**Problems to work on**.
1) In the Makasa passage, write out the text starting at "The reasoning in" and ending at "the same) trigger?", putting "the review body" wherever "the Tribunal" appears.
2) Answer these questions from the Makasa passage, one line each:
(a) Under which section of the Migration Act does the Minister hold the override power?
(b) What must the Minister be satisfied of to cancel the visa under that power?
(c) Which provision of the AAT Act is said to finally conclude the decision-making process?

**Document text**.
--- begin ---

The other provision of the Migration Act that bore on the question was the power of the Minister in s 501A to effectively override a favourable decision that had been made by a delegate or the Tribunal under s 501. The override power expressly authorised the Minister to cancel the visa having regard to the same facts before the other decision-maker if the Minister was satisfied it was in the national interest that the visa be cancelled. The existence of a separate Ministerial power to cancel under s 501A notwithstanding the decision under s 501 was taken to signify Parliament’s intention to exclude a re-exercise of the power under s 501 in the absence of new facts or information: Makasa at 126-127, [52]-[56].
The reasoning in Makasa suggests – and ASIC concedes – that ASIC would not be permitted to rely on the same trigger to re-visit or re-exercise the power under s 206F of the Corporations Act if the earlier decision had been reviewed by the Tribunal. There is no reason to suppose that s 43(6) of the AAT Act would not have the same effect of finally concluding the decision-making process that is contemplated under s 206F. But absent a determination by the Tribunal, does Makasa suggest ASIC would be prevented from re‑visiting a process under s 206F against an individual where ASIC relies on the same (or substantially the same) trigger?

--- end ---

**Provided data**.
--- begin ---

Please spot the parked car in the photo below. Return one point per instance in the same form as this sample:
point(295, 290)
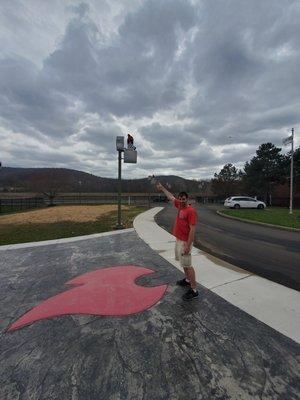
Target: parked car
point(244, 202)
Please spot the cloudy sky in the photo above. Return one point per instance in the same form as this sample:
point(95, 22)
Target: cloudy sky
point(198, 83)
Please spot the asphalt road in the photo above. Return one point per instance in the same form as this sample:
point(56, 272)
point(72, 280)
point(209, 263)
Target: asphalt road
point(269, 252)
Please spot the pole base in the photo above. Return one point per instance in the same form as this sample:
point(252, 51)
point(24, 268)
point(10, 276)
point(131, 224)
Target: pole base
point(119, 226)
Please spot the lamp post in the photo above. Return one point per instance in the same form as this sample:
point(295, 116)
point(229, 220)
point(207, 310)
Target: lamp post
point(286, 141)
point(130, 156)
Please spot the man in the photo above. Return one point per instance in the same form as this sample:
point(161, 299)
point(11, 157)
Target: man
point(184, 231)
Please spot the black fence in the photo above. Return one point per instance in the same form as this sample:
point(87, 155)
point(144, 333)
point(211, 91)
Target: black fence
point(18, 204)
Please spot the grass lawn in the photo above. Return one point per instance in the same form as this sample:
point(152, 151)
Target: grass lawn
point(272, 215)
point(11, 233)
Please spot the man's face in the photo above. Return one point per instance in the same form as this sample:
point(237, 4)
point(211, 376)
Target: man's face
point(183, 201)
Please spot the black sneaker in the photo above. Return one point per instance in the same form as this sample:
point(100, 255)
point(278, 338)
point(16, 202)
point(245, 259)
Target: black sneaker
point(183, 282)
point(190, 295)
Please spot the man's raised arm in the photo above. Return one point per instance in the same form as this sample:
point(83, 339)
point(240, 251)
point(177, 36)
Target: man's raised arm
point(169, 195)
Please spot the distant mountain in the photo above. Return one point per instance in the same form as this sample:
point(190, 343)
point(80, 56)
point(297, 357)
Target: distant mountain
point(64, 180)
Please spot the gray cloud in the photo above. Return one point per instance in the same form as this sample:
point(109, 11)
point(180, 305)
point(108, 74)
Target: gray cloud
point(202, 83)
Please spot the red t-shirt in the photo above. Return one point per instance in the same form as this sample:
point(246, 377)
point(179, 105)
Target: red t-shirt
point(185, 217)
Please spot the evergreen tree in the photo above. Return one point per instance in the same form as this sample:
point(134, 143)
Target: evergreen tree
point(265, 170)
point(227, 182)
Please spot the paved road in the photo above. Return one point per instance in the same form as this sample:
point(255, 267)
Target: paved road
point(268, 252)
point(207, 349)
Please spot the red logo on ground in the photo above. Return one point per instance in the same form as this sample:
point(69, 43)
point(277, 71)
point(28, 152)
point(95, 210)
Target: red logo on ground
point(108, 291)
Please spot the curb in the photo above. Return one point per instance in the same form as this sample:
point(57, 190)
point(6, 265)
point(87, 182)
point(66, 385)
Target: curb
point(258, 223)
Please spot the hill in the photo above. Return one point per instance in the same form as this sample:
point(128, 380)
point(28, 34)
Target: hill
point(65, 180)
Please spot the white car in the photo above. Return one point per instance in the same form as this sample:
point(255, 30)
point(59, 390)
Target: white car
point(244, 202)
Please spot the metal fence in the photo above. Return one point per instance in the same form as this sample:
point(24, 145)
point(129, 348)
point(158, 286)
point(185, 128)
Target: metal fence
point(18, 204)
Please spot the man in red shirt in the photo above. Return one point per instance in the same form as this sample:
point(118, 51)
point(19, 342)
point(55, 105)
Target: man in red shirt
point(184, 231)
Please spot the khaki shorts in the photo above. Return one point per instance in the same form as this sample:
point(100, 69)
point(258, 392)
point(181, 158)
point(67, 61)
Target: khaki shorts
point(184, 259)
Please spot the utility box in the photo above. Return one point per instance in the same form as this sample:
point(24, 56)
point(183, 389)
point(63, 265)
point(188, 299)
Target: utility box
point(130, 156)
point(120, 143)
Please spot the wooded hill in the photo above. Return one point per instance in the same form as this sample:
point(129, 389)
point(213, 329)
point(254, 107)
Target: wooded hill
point(64, 180)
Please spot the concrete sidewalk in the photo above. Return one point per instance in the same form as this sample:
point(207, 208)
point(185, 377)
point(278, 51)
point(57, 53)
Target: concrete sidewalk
point(207, 349)
point(269, 302)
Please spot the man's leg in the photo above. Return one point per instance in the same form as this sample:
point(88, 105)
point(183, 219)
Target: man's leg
point(193, 292)
point(191, 276)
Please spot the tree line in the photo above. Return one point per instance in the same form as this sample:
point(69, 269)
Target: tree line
point(260, 176)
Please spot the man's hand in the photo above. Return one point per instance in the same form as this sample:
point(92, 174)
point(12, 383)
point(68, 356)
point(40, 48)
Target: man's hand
point(159, 187)
point(186, 248)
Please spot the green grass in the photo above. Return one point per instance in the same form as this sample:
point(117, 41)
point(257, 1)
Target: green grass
point(11, 233)
point(272, 215)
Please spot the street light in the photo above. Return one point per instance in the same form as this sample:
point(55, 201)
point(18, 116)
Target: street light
point(130, 156)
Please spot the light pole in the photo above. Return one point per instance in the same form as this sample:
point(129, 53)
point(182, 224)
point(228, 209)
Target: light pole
point(79, 183)
point(286, 141)
point(130, 156)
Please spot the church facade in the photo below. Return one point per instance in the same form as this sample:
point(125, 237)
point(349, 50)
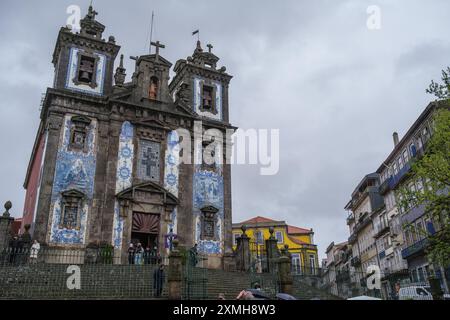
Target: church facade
point(106, 165)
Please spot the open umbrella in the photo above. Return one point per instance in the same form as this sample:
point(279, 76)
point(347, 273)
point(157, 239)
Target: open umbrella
point(285, 296)
point(258, 294)
point(363, 298)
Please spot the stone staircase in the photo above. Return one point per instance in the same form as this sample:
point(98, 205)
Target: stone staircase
point(232, 283)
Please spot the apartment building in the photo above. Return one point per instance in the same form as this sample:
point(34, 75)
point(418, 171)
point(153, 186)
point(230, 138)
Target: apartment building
point(365, 203)
point(402, 234)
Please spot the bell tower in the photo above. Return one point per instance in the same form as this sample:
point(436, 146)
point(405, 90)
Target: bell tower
point(151, 78)
point(84, 61)
point(207, 83)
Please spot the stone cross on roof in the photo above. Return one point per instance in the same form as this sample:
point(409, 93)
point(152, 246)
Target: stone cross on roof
point(157, 45)
point(92, 13)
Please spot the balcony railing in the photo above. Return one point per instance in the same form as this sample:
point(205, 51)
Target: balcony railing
point(384, 187)
point(396, 179)
point(352, 238)
point(381, 229)
point(355, 261)
point(415, 248)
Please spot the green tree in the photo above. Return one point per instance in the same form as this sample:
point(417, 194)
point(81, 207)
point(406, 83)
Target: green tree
point(432, 171)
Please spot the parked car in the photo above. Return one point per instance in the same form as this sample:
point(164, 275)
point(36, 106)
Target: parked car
point(415, 293)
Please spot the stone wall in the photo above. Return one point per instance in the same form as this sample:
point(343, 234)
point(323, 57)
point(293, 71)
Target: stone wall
point(49, 281)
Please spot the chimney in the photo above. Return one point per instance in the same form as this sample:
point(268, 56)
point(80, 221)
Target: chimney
point(395, 136)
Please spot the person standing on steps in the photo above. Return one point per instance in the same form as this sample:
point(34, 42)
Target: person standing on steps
point(158, 280)
point(193, 256)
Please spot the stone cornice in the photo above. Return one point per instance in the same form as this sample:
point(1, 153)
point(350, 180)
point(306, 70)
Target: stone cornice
point(66, 37)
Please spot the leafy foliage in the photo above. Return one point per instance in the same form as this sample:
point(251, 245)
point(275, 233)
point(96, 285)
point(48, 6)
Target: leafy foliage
point(432, 171)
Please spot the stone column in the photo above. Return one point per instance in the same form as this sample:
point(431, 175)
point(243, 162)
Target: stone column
point(284, 269)
point(243, 251)
point(271, 250)
point(5, 226)
point(175, 273)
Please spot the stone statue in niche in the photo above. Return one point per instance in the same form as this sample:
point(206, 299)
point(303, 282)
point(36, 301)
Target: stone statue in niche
point(153, 89)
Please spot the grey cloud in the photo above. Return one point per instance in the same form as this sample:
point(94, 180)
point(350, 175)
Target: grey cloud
point(312, 69)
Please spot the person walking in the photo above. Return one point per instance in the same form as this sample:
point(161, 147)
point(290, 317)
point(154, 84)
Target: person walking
point(131, 254)
point(138, 254)
point(34, 251)
point(158, 280)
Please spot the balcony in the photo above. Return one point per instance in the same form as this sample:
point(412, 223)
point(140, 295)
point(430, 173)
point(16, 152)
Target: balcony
point(343, 276)
point(414, 249)
point(355, 261)
point(396, 179)
point(350, 219)
point(361, 224)
point(381, 229)
point(384, 187)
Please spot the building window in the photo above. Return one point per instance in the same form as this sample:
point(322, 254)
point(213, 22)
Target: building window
point(412, 149)
point(258, 237)
point(149, 159)
point(208, 222)
point(400, 163)
point(78, 133)
point(296, 265)
point(312, 263)
point(405, 156)
point(210, 163)
point(279, 236)
point(71, 209)
point(86, 72)
point(153, 89)
point(208, 99)
point(235, 237)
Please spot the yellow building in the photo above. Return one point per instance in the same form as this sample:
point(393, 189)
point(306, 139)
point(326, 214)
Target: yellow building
point(300, 241)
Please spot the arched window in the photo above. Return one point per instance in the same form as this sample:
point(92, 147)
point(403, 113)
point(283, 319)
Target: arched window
point(153, 89)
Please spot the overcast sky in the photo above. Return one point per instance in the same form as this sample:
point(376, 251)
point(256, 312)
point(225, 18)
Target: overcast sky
point(334, 88)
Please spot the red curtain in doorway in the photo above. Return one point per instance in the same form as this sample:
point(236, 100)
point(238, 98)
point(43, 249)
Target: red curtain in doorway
point(146, 223)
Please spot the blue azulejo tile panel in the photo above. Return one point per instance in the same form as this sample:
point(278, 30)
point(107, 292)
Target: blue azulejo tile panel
point(73, 69)
point(75, 170)
point(171, 173)
point(124, 172)
point(208, 191)
point(198, 83)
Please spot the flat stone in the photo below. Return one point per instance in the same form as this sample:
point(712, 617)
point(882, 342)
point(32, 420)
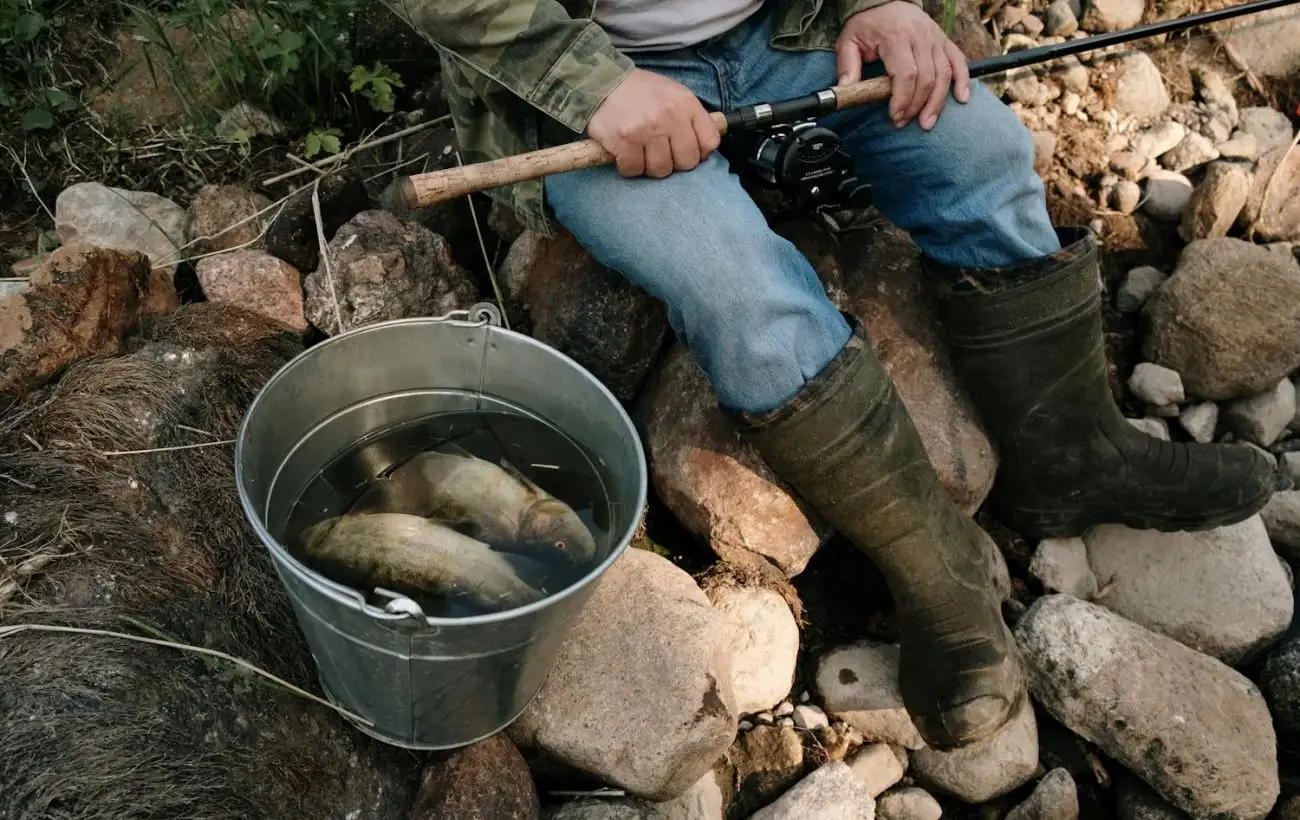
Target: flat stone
point(1194, 728)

--- end ---

**Task solutions**.
1)
The reasoning in Makasa suggests – and ASIC concedes – that ASIC would not be permitted to rely on the same trigger to re-visit or re-exercise the power under s 206F of the Corporations Act if the earlier decision had been reviewed by the review body. There is no reason to suppose that s 43(6) of the AAT Act would not have the same effect of finally concluding the decision-making process that is contemplated under s 206F. But absent a determination by the review body, does Makasa suggest ASIC would be prevented from re‑visiting a process under s 206F against an individual where ASIC relies on the same (or substantially the same) trigger?

2)
(a) Section 501A.
(b) That it is in the national interest that the visa be cancelled.
(c) Section 43(6).